Scott Watson pictured in 2015. He continues his fight to clear his name. Photo / Pool
“There is no mystery ketch. There is no mystery man. The man is Mr Watson. He has been sitting over there throughout the trial. And he is responsible for the deaths, the murders, the killing of Ben Smart and Olivia Hope.”
So ended the closing address of lead prosecutor Paul Davison, QC, in Watson’s marathon 1999 trial.
Davison’s closing address alone ran to 30,000 words. The defence waited two-and-a-half months to address the jury while the Crown made their case.
Police and the Crown freely admitted their case against Watson was a largely circumstantial one that involved casting a net over the area in the Sounds where the young couple met their end on New Year’s Day 1998 and eliminating every other possible suspect.
But prosecutors successfully made the case that there was no other candidate in the area who could have killed the young couple.
The piece of actual hard evidence they relied upon most strongly was two hairs found on a blanket taken from Watson’s yacht.
The Crown case also drew on past comments by Watson, before Smart and Hope disappeared, where three witnesses said he had expressed a desire or willingness to kill people.
One witness said the comments came when he and Watson were commiserating over their personal difficulties about a year before Smart and Hope disappeared.
The Witness, dubbed Mr A in a summary of the trial evidence provided in Justice John Henry’s judgment delivered following Watson’s first unsuccessful appeal in 2000, said Watson reported he had “almost like a hatred towards women”.

Records excerpted from a collection
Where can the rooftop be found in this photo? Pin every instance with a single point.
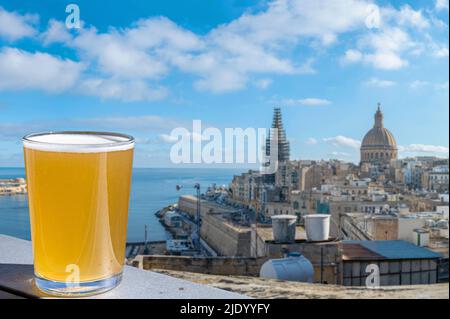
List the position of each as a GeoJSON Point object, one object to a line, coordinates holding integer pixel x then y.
{"type": "Point", "coordinates": [385, 249]}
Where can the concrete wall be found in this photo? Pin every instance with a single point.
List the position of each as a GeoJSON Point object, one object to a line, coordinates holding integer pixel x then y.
{"type": "Point", "coordinates": [236, 266]}
{"type": "Point", "coordinates": [225, 239]}
{"type": "Point", "coordinates": [406, 228]}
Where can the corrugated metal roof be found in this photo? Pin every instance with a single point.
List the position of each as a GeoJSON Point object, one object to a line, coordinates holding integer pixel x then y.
{"type": "Point", "coordinates": [392, 249]}
{"type": "Point", "coordinates": [358, 252]}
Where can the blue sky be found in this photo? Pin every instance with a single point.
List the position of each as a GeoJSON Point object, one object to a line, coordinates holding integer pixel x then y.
{"type": "Point", "coordinates": [146, 67]}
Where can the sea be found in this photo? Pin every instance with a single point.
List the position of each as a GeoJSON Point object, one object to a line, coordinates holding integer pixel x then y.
{"type": "Point", "coordinates": [151, 190]}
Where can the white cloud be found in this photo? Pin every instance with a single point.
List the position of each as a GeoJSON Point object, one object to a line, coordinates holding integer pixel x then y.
{"type": "Point", "coordinates": [311, 141]}
{"type": "Point", "coordinates": [23, 70]}
{"type": "Point", "coordinates": [56, 33]}
{"type": "Point", "coordinates": [442, 86]}
{"type": "Point", "coordinates": [166, 138]}
{"type": "Point", "coordinates": [423, 148]}
{"type": "Point", "coordinates": [441, 5]}
{"type": "Point", "coordinates": [307, 101]}
{"type": "Point", "coordinates": [125, 90]}
{"type": "Point", "coordinates": [375, 82]}
{"type": "Point", "coordinates": [386, 48]}
{"type": "Point", "coordinates": [263, 83]}
{"type": "Point", "coordinates": [410, 17]}
{"type": "Point", "coordinates": [441, 52]}
{"type": "Point", "coordinates": [127, 63]}
{"type": "Point", "coordinates": [14, 26]}
{"type": "Point", "coordinates": [418, 84]}
{"type": "Point", "coordinates": [352, 56]}
{"type": "Point", "coordinates": [343, 141]}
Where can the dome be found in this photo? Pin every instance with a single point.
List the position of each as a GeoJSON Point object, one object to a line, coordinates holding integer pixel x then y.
{"type": "Point", "coordinates": [379, 136]}
{"type": "Point", "coordinates": [378, 145]}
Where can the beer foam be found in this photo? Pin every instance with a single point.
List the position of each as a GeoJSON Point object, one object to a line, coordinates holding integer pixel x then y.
{"type": "Point", "coordinates": [78, 143]}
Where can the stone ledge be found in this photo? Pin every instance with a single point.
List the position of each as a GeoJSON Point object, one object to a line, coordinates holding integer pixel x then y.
{"type": "Point", "coordinates": [16, 273]}
{"type": "Point", "coordinates": [268, 288]}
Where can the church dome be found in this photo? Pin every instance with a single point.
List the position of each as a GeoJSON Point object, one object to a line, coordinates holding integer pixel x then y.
{"type": "Point", "coordinates": [379, 136]}
{"type": "Point", "coordinates": [378, 145]}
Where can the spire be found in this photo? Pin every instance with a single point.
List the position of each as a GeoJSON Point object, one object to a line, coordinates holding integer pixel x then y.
{"type": "Point", "coordinates": [378, 117]}
{"type": "Point", "coordinates": [283, 144]}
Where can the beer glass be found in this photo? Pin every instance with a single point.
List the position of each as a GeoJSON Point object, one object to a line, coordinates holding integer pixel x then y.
{"type": "Point", "coordinates": [78, 192]}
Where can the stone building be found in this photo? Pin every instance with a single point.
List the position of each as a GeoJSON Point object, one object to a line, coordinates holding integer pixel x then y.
{"type": "Point", "coordinates": [378, 145]}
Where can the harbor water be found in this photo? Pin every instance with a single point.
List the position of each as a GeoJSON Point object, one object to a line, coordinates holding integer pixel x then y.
{"type": "Point", "coordinates": [152, 189]}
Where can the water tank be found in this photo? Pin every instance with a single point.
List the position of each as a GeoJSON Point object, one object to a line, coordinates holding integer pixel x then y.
{"type": "Point", "coordinates": [295, 267]}
{"type": "Point", "coordinates": [317, 227]}
{"type": "Point", "coordinates": [283, 227]}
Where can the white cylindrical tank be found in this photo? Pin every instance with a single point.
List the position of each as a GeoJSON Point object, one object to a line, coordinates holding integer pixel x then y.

§ Work to do:
1. Repeat the article on the Scott Watson trial from "Davison’s closing address" through "other possible suspect.".
2. According to the article on the Scott Watson trial, how many words did Paul Davison's closing address run to?
3. Carry the article on the Scott Watson trial forward from the point at which it ends.

§ Final results:
1.
Davison’s closing address alone ran to 30,000 words. The defence waited two-and-a-half months to address the jury while the Crown made their case.
Police and the Crown freely admitted their case against Watson was a largely circumstantial one that involved casting a net over the area in the Sounds where the young couple met their end on New Year’s Day 1998 and eliminating every other possible suspect.

2. 30,000 words.

3.
“He went on to talk about killing a woman but without referring to any particular woman,” the judgment said.
“He was described as very angry, and when Mr A suggested he was talking rubbish the appellant responded, shouting ‘just keep an eye on the papers then’.”
The second incident came on New Year’s Eve 1997. Watson went over to the yacht of a married couple, Mr and Mrs B, who had also anchored in Endeavour Inlet, for a few drinks.
Shortly after Watson’s arrival Mrs B went below deck.
She felt uncomfortable in his company after an incident the month before when Watson had been drinking with her husband at a pub then returned to their home.
Watson had said he should have killed a woman who was annoying them at the hotel, Mrs B said.
“He continued to talk about killing people and asked Mrs B if there was anyone she wanted killed, [and] that he knew how to do it,” the judgment said.
“His ability to carry out the killing and avoid detection was implicit.”
The Crown case also rested on the “two-trip” theory frequently criticised by Watson’s supporters.
A water taxi driver said he had taken a lone male matching his description back to Watson’s small single-masted yacht Blade between 2am and 4am on January 1, 1998.
Occupants of nearby yachts, Mina Cornelia and Bianco, described being woken by the appellant looking for a partyin the early hours.
The Crown relied on Watson having somehow returned to shore, but could not prove how he did it.
There is evidence he was on shore about 3.30am when he was involved in an altercation with a man wearing his sister’s necklace.
Davison, the prosecutor, is now a High Court judge and, as a result, unable to be interviewed.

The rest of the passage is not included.